— Do this —
Reproduce all of the records below, substituting "Mark each one with a point" for every occurrence of "Show me each one with a point" and keeping everything else the same. Leave the pictures out.

────

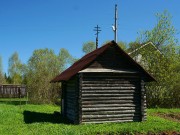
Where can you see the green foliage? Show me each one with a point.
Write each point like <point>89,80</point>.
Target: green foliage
<point>162,34</point>
<point>16,69</point>
<point>42,67</point>
<point>88,47</point>
<point>2,79</point>
<point>164,67</point>
<point>123,45</point>
<point>25,119</point>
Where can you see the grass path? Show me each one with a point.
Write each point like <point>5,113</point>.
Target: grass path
<point>40,120</point>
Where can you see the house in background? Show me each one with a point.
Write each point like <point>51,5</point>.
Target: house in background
<point>142,51</point>
<point>106,85</point>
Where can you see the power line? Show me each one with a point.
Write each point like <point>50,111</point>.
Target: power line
<point>97,29</point>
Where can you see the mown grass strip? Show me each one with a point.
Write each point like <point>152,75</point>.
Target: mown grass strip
<point>44,121</point>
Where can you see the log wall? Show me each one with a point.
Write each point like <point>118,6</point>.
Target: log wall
<point>110,97</point>
<point>70,100</point>
<point>12,91</point>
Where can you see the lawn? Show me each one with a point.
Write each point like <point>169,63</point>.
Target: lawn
<point>41,119</point>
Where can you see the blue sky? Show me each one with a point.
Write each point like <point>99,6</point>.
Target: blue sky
<point>26,25</point>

────

— Full response —
Where can you see the green foliage? Mark each one with a point.
Write each point like <point>89,80</point>.
Target: green foliage
<point>162,34</point>
<point>16,69</point>
<point>42,67</point>
<point>88,47</point>
<point>2,79</point>
<point>164,67</point>
<point>123,45</point>
<point>25,119</point>
Where can you see the grass path? Mark each one with a point.
Write each point like <point>5,113</point>.
Target: grass path
<point>40,120</point>
Where can you see the house in background? Mark each one with a point.
Write each point like <point>51,5</point>.
Target: house in background
<point>142,51</point>
<point>106,85</point>
Where can you see the power line? Mark each one with a point.
Write each point like <point>50,111</point>.
Target: power line
<point>97,29</point>
Where can you see the mown grass strip? Mark each one with a point.
Write each point like <point>152,75</point>.
Target: mown grass strip
<point>44,121</point>
Where can you see the log wall? Mark each one with a point.
Write each point like <point>118,6</point>.
Target: log wall
<point>110,97</point>
<point>70,100</point>
<point>12,91</point>
Where can you see the lawn? Mark each one with a point.
Write each point like <point>169,63</point>.
Target: lawn
<point>41,119</point>
Where can you see the blue sky? Mark each one with a point.
Write each point like <point>99,6</point>.
Target: blue sky
<point>26,25</point>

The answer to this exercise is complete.